[Opening TEXT SEGMENT section]

And that low spend matters, because history shows most hosts end up spending more than they earn. Independent research tracking costs against revenue across World Cups since 1966 finds host after host limping away with only marginal surpluses; or outright deficits running into the billions. Low capex isn't just thrifty. It's the difference between breaking even and quietly footing someone else's party.
As the chart below shows, hosting the FIFA World Cup has often meant spending more than earning. Several host countries ended up with only marginal surpluses, or sizeable deficits.

Numbers on a spreadsheet are one thing. Real spending on the ground is another; and this is where the tournament is already delivering.
According to the Bank of America Institute, consumer spending across host cities jumped 5.4% YoY during the group stage (June 10–28, 2026). Strip that down further, and spending by non-local visitors; the tourists, the away fans, the people flying in just for this, leapt 17.4%. That's the real tell: it's not locals shuffling money around, it's fresh money entering these cities.
Seattle and Los Angeles, riding the Team USA wave, saw spending rise 5.0% and 6.8%, respectively.

[Closing TEXT SEGMENT section]

* WHAT THIS EXERCISE ASKS:
1. In the text on World Cup hosting costs, by how much did spending by non-local visitors in host cities rise during the group stage?
2. Continue the text on World Cup hosting costs and spending from where it stops.

[Opening EXTRACTED RECORDS section]

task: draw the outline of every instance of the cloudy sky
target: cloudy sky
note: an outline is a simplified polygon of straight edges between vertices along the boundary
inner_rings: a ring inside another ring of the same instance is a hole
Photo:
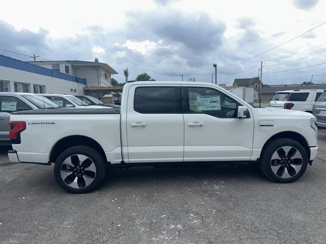
[[[218,83],[230,85],[257,76],[261,60],[264,83],[301,83],[312,74],[315,83],[326,81],[326,64],[264,74],[325,63],[326,24],[242,62],[326,21],[324,0],[11,0],[1,9],[0,48],[50,60],[97,57],[120,82],[125,66],[130,80],[146,72],[211,82],[216,63]]]

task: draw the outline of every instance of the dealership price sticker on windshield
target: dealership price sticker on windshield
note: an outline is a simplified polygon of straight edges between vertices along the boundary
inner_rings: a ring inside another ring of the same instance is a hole
[[[16,111],[17,102],[3,102],[1,104],[2,111]]]
[[[199,96],[197,102],[197,108],[200,110],[221,110],[219,96]]]

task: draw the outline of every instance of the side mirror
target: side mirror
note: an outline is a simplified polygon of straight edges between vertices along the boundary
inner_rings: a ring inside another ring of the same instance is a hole
[[[239,106],[238,107],[238,114],[237,117],[238,118],[247,118],[248,112],[249,111],[247,107],[244,106]]]

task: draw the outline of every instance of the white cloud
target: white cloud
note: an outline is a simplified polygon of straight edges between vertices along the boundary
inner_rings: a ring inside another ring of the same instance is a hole
[[[102,47],[101,47],[99,46],[97,46],[95,47],[93,47],[92,48],[92,51],[93,52],[95,52],[96,53],[99,53],[100,54],[105,54],[105,50]]]

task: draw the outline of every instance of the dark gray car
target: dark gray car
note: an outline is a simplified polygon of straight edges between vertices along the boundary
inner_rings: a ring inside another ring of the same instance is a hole
[[[8,123],[11,113],[58,107],[55,103],[39,94],[0,93],[0,144],[10,144],[10,127]]]
[[[326,90],[321,94],[315,103],[312,112],[317,118],[317,126],[326,128]]]

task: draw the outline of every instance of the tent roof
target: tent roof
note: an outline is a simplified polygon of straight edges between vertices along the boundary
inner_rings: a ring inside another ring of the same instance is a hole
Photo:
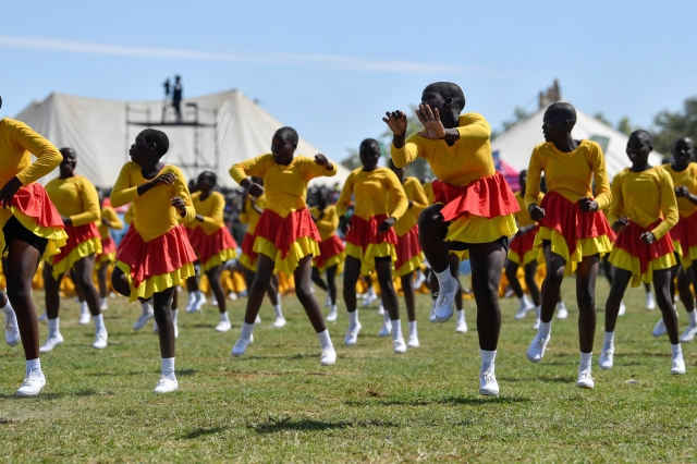
[[[152,126],[164,131],[170,138],[170,150],[163,158],[164,162],[181,166],[195,164],[197,161],[197,167],[182,167],[187,179],[194,178],[203,170],[211,169],[205,166],[215,166],[217,135],[218,183],[230,187],[237,185],[228,173],[230,167],[269,152],[273,133],[284,125],[234,89],[185,98],[182,101],[185,122],[194,118],[188,103],[197,105],[200,124],[212,125],[216,122],[217,131],[210,126],[158,126],[157,123],[162,120],[162,101],[103,100],[58,93],[49,95],[42,101],[32,102],[16,119],[25,122],[57,147],[74,148],[78,157],[76,171],[100,187],[113,185],[121,167],[129,160],[131,144],[137,133],[147,126],[147,122],[155,123]],[[168,120],[172,121],[172,108],[167,111]],[[126,124],[127,120],[138,124]],[[198,145],[195,142],[196,137]],[[198,154],[194,152],[196,146]],[[299,139],[296,154],[314,157],[317,152],[320,151],[307,141]],[[311,184],[343,184],[350,171],[338,162],[335,164],[339,169],[335,176],[319,178]],[[54,175],[58,175],[58,170],[54,171]]]
[[[545,142],[542,136],[545,110],[546,108],[542,108],[534,112],[494,138],[491,142],[491,151],[498,151],[502,160],[518,171],[527,169],[533,149]],[[576,108],[576,125],[572,135],[576,139],[587,138],[600,144],[611,180],[617,172],[632,164],[625,152],[629,137],[578,108]],[[656,151],[649,157],[649,161],[655,166],[660,164],[662,159],[663,156]]]

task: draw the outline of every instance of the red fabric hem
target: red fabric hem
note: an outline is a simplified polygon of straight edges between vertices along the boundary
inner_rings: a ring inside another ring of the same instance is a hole
[[[440,181],[433,181],[432,186],[435,203],[445,205],[440,212],[447,221],[455,220],[464,215],[491,219],[521,210],[515,194],[499,171],[465,186],[451,185]]]
[[[639,259],[641,273],[647,271],[650,261],[675,251],[670,232],[650,245],[641,242],[641,234],[653,230],[660,223],[661,219],[644,229],[636,222],[629,221],[629,225],[623,232],[620,232],[614,241],[614,246]]]
[[[540,208],[545,209],[545,218],[539,222],[549,229],[558,231],[568,246],[568,254],[576,251],[576,242],[582,239],[594,239],[608,235],[612,241],[614,232],[610,228],[606,215],[582,211],[577,203],[572,203],[557,192],[545,195]]]

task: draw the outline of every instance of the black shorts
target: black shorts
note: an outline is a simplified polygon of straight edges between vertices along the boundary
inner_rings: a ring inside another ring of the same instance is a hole
[[[509,253],[509,237],[508,236],[500,236],[499,239],[494,240],[493,242],[490,243],[498,243],[499,245],[501,245],[504,249],[505,253]],[[448,242],[448,248],[451,249],[452,252],[464,252],[469,249],[469,247],[472,245],[479,245],[477,243],[466,243],[466,242]]]
[[[12,243],[13,240],[21,240],[22,242],[28,243],[38,249],[41,256],[44,256],[44,252],[46,252],[48,239],[36,235],[34,232],[22,225],[22,222],[20,222],[20,220],[14,216],[8,219],[8,222],[4,223],[2,233],[4,234],[3,254],[10,247],[10,243]]]

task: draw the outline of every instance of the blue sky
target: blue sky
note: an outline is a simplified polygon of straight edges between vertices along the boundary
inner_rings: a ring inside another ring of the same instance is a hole
[[[23,0],[2,17],[0,115],[51,91],[159,99],[179,73],[185,97],[237,88],[334,159],[435,81],[494,129],[554,77],[643,126],[697,95],[694,1]]]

[Closing EXTRACTED RECORDS section]

* ANSWER LIST:
1. 17.4%

2.
Every hotel booking, every overpriced stadium hot dog, every Uber to the venue; it all funnels back into public coffers. FIFA estimates North America will generate $9.4 billion in tax revenue from this tournament, with $3.4 billion of that landing in US treasuries alone.
One of the few genuinely direct paydays for host cities: FIFA pays rent to use the venues. Houston's host committee has pointed to the fees FIFA pays for NRG Stadium as a real, tangible line of revenue — money that wouldn't exist without the tournament.
A World Cup lasts a little over a month. The chance to host one doesn't come around again for 30 to 40 years. The last time the US hosted, back in 1994, it left behind something no spreadsheet fully captures: Major League Soccer, launched in 1996, which gave football in America a permanent home it never had before. Legacy doesn't show up in a GDP forecast, but it compounds long after the final whistle.
Here's the catch nobody puts on the tourism brochure: hosting doesn't mean owning the revenue. FIFA runs the show, and FIFA keeps the crown jewels. In 2026, the organisation expects to pull in roughly $8.9 billion — and the breakdown is telling:
| Revenue Source | Share of Revenue | Projected Revenue ($ million) |
|---|---|---|
| Television broadcasting rights | 44% | 3,925 |
| Hospitality rights & ticket sales | 34% | 3,017 |
| Marketing rights | 20% | 1,786 |
| Licensing rights | 1% | 111 |
| Other revenue & income | 1% | 72 |
Ticket sales alone are getting a serious upgrade this year. For the first time ever, FIFA has introduced dynamic pricing; tickets that behave like airline seats, climbing in price as demand climbs with them.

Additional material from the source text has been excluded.